Goal 1 ▸
In the tribunal decision record below, on what basis did the delegate refuse to grant the applicant the visa? Answer in one to three sentences.

Extract to read ▸
-- BEGIN --
Shrestha (Migration)
[2019] AATA 3513
•20 August 2019
Shrestha (Migration) [2019] AATA 3513 (20 August 2019)
DECISION RECORD
DIVISION:Migration & Refugee Division
APPLICANT: Bishal Shrestha
CASE NUMBER: 1727308
HOME AFFAIRS REFERENCE(S): BCC2017/3612909
MEMBER:T. Quinn
DATE:20 August 2019
PLACE OF DECISION: Melbourne
DECISION:The Tribunal affirms the decision not to grant the applicant a Student (Temporary) (Class TU) visa.
Statement made on 20 August 2019 at 9:58pm
CATCHWORDS
MIGRATION – Student (Temporary) (Class TU) visa – Subclass 500 (Student) – no response to s 359 invitation – not entitled to appear before the Tribunal – genuine temporary entrant – enrolment status – not enrolled in a course of study at time of decision – decision under review affirmedLEGISLATION
Migration Act 1958 (Cth), ss 65, 359C, 360, 363A
Migration Regulations 1994 (Cth), Schedule 2, cls 500.211, 500.212CASES
Hasran v MIAC [2010] FCAFC 40
Huo v Minister for Immigration and Multicultural Affairs [2002] FCA 617
Kaur v Immigration and Border Protection (2014) 236 FCR 393
Manna v Minister for Immigration and Citizenship [2012] FMCA 28
Minister for Immigration and Border Protection v Singh (2014) 231 FCR 437
Minister for Immigration and Citizenship v Li (2013) 239 CLR 332STATEMENT OF DECISION AND REASONS
APPLICATION FOR REVIEW
This is an application for review of a decision made by a delegate of the Minister for Immigration and Border Protection (‘the delegate’) on 30 October 2017 to refuse to grant the applicant a Student (Temporary) (Class TU) visa (‘the visa’) under section 65 of the Migration Act 1958 (‘the Act’).
The applicant applied for the visa on 3 October 2017 (‘the application’). At the time of application, Class TU contained two subclasses: Subclass 500 (Student) and Subclass 590 (Student Guardian). The applicant applied for the visa (being a Subclass 500 (Student) visa) to undertake study in Australia and does not claim to meet the criteria for a Subclass 590 (Student Guardian) visa.
On 30 October 2017, the delegate refused to grant the visa on the basis that the applicant did not satisfy the requirements of clause 500.212 of Schedule 2 to the Migration Regulations 1994 (‘the Regulations’), namely that the applicant was not considered to be a genuine applicant for entry and stay as a student. A copy of the delegate’s decision was provided to the Tribunal with the applicant’s review application.
On 6 November 2017, the applicant applied for a review of the delegate’s decision with this Tribunal pursuant to sections 338(2) and 347 of the Act.
-- END --
Goal 2 ▸
Report every line in the listing below that contains the string "gable", matching case exactly.

Records to process ▸
-- BEGIN --
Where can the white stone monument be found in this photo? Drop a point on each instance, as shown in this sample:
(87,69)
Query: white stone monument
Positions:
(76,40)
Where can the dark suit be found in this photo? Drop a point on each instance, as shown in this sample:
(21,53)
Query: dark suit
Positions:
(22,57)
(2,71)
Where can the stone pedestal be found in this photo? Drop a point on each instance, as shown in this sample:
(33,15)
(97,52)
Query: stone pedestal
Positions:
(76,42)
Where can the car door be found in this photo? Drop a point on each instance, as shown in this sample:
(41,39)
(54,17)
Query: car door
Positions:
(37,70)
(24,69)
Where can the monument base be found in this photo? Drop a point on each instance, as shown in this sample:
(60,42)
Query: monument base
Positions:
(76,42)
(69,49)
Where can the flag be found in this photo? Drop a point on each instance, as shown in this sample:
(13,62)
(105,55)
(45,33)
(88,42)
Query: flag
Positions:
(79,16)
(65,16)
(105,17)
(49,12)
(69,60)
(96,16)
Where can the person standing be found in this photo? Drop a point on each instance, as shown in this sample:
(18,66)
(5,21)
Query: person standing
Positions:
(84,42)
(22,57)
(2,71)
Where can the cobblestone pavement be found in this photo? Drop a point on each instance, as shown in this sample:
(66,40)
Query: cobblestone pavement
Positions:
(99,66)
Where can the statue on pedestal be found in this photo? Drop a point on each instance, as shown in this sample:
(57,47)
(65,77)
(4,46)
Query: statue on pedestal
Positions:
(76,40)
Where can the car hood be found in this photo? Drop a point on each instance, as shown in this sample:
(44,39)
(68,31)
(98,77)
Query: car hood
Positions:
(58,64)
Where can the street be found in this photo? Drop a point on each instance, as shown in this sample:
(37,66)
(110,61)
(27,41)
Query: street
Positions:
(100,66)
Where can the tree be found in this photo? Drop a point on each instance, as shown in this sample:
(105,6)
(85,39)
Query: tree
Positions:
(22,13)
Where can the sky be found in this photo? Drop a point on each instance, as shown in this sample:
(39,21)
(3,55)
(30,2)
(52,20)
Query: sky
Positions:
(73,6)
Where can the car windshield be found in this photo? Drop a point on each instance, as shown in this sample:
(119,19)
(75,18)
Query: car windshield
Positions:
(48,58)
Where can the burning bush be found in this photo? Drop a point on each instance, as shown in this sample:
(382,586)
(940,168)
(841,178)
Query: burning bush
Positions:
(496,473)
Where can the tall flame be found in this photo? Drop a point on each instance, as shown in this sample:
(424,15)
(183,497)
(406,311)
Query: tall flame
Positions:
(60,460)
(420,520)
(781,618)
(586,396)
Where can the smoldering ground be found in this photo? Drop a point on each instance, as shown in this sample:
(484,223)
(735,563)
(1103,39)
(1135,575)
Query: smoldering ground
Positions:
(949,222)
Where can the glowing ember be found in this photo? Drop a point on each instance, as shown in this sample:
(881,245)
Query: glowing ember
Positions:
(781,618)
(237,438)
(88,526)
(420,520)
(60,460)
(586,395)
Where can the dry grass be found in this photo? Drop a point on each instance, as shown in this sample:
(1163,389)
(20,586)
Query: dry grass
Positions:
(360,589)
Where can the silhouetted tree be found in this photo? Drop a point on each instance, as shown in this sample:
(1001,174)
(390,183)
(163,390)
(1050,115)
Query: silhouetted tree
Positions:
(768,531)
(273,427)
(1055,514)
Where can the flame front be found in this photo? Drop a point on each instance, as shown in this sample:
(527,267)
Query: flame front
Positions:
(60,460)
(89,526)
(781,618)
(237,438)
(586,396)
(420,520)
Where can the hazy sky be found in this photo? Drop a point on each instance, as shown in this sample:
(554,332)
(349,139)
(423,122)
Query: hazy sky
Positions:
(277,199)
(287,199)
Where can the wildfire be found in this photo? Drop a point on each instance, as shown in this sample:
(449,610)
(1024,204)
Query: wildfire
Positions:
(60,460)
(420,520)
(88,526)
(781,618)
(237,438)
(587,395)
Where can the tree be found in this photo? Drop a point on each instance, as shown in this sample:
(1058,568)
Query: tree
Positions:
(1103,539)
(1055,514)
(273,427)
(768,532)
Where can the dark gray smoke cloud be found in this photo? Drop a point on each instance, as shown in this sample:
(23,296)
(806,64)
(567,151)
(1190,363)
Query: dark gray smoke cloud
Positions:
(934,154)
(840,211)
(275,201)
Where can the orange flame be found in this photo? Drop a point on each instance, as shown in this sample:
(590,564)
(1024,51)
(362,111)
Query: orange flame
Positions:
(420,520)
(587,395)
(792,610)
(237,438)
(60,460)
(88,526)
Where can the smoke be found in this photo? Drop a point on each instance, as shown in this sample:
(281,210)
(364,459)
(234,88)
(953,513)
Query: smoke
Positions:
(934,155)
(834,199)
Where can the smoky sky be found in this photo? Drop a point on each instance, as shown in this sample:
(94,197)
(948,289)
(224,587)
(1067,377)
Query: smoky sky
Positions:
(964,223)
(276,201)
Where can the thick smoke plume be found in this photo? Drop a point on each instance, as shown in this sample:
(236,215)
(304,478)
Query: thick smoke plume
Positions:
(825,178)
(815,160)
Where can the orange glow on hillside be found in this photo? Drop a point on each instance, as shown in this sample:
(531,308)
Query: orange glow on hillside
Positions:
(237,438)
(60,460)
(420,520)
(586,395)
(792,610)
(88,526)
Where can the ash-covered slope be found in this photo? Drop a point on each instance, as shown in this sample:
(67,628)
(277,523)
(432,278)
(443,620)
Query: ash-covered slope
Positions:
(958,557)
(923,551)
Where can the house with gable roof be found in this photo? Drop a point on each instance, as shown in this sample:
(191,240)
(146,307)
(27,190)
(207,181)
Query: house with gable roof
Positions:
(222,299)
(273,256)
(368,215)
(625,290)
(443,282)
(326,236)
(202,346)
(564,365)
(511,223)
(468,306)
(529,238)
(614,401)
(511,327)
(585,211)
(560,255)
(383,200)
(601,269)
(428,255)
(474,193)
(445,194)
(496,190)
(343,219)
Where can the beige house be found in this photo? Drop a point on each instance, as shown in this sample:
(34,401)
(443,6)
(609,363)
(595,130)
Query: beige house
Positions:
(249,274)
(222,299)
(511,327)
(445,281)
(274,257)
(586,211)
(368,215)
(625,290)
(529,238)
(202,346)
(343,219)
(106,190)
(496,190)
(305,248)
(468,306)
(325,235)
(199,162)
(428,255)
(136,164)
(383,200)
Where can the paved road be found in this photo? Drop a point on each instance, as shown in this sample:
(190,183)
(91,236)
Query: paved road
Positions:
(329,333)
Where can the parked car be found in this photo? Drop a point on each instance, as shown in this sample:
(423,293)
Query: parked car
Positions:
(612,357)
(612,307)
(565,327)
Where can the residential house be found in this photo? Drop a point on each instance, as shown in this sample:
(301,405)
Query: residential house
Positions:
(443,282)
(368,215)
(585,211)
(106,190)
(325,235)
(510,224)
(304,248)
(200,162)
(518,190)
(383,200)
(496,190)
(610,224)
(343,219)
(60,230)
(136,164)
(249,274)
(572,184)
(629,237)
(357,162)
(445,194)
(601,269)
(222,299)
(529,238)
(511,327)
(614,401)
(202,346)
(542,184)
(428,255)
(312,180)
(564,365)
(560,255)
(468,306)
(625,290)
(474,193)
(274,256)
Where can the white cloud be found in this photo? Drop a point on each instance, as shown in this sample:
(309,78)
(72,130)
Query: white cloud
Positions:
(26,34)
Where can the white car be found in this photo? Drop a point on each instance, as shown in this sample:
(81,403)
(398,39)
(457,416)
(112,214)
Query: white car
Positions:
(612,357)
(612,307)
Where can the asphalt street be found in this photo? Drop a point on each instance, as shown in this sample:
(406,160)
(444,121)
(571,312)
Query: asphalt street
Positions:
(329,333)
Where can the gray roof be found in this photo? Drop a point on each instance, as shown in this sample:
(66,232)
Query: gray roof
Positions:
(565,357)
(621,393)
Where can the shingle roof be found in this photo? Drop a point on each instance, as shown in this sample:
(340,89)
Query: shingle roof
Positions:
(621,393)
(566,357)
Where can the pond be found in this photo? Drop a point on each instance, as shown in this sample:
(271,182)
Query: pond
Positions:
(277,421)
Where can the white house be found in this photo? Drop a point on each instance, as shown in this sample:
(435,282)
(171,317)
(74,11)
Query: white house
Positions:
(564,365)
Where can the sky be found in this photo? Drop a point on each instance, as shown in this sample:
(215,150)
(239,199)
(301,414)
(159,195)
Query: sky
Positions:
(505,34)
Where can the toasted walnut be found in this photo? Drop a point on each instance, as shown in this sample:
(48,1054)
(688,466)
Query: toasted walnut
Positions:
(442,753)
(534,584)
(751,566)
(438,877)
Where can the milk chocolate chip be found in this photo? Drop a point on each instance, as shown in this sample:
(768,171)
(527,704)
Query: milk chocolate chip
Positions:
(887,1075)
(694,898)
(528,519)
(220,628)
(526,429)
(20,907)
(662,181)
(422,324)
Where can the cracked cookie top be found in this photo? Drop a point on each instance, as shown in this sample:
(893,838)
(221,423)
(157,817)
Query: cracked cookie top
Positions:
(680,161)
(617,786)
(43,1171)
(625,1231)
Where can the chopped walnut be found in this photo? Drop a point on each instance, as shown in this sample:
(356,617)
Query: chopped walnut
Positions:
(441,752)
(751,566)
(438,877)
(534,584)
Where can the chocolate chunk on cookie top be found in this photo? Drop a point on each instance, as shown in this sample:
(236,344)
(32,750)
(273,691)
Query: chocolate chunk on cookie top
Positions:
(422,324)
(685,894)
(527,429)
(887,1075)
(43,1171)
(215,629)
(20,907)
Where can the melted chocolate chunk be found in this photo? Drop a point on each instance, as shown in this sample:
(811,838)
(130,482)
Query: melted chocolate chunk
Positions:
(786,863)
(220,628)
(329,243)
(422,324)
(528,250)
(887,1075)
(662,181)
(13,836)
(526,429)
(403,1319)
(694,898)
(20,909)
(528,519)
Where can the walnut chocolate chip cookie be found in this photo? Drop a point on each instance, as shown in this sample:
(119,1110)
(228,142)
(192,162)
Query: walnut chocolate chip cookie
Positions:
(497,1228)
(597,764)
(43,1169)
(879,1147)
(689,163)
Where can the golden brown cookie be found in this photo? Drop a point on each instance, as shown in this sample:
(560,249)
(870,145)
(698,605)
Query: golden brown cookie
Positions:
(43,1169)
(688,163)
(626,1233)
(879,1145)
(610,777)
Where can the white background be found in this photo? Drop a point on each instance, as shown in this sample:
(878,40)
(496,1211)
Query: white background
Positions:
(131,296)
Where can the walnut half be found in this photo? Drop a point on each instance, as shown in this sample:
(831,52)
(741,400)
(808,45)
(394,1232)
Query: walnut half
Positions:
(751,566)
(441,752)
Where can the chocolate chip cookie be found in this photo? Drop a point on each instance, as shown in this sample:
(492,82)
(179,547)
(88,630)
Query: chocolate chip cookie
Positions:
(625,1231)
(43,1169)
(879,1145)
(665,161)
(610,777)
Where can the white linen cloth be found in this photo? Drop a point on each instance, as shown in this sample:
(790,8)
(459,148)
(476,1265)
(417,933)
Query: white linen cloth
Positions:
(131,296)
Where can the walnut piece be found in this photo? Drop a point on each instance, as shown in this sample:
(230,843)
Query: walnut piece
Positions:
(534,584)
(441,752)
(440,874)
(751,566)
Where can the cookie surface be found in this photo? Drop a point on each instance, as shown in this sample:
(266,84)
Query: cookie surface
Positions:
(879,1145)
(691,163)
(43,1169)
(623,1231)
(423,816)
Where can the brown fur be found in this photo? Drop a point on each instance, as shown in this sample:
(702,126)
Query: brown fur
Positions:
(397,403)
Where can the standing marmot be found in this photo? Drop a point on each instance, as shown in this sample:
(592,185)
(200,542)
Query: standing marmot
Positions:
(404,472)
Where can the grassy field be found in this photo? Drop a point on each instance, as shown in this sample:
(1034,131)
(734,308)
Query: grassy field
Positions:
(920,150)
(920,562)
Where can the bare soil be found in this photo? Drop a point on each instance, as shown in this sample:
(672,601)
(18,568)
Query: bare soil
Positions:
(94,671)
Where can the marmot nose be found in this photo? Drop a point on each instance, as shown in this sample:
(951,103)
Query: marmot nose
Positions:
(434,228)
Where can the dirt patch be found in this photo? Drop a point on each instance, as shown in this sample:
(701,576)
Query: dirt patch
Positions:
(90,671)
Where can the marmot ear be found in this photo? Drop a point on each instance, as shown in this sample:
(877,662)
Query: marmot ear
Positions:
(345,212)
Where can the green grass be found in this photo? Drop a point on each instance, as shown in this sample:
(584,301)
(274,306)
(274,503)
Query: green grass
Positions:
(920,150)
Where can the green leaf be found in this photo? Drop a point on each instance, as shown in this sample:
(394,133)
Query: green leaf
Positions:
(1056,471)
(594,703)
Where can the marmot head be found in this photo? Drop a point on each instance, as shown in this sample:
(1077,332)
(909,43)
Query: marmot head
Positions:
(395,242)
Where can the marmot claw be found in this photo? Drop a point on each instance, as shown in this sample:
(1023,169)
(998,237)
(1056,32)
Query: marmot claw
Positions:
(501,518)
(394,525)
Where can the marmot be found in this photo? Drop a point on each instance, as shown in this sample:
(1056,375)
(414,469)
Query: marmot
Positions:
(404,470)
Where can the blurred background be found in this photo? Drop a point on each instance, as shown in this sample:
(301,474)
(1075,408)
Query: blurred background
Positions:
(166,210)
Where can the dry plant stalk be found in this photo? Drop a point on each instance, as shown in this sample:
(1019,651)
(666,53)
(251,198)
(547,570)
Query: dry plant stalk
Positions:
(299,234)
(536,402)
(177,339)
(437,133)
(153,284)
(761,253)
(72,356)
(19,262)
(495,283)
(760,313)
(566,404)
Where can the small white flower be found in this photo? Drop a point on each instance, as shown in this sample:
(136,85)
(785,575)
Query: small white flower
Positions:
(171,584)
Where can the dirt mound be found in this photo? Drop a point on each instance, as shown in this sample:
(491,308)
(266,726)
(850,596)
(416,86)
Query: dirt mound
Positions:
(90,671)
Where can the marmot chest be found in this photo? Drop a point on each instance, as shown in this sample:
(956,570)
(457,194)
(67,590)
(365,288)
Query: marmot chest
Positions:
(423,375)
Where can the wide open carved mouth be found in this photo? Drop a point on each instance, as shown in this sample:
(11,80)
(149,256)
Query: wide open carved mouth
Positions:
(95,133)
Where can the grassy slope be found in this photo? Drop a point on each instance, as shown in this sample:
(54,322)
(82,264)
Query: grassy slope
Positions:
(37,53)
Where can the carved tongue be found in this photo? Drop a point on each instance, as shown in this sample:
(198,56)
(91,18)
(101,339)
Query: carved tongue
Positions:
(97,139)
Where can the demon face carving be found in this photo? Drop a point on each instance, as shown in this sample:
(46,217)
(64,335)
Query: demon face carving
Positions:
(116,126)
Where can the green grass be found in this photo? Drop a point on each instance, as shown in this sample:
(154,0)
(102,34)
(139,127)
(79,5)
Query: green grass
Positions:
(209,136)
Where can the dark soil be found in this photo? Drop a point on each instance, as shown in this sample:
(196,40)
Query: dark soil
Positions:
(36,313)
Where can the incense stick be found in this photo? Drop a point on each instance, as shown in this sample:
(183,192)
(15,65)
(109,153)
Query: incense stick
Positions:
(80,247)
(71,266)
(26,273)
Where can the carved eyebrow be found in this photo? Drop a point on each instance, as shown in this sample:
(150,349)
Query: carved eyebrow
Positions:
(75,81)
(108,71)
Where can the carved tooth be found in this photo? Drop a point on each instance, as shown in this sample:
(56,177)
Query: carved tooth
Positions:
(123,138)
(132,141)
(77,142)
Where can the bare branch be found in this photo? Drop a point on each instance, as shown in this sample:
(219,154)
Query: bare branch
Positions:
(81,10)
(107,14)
-- END --
Expected answer 1 ▸
The delegate refused the visa because the applicant did not satisfy the requirements of clause 500.212 of Schedule 2 to the Migration Regulations 1994. Specifically, the applicant was not considered to be a genuine applicant for entry and stay as a student.

Expected answer 2 ▸
Where can the house with gable roof be found in this photo? Drop a point on each instance, as shown in this sample:
Query: house with gable roof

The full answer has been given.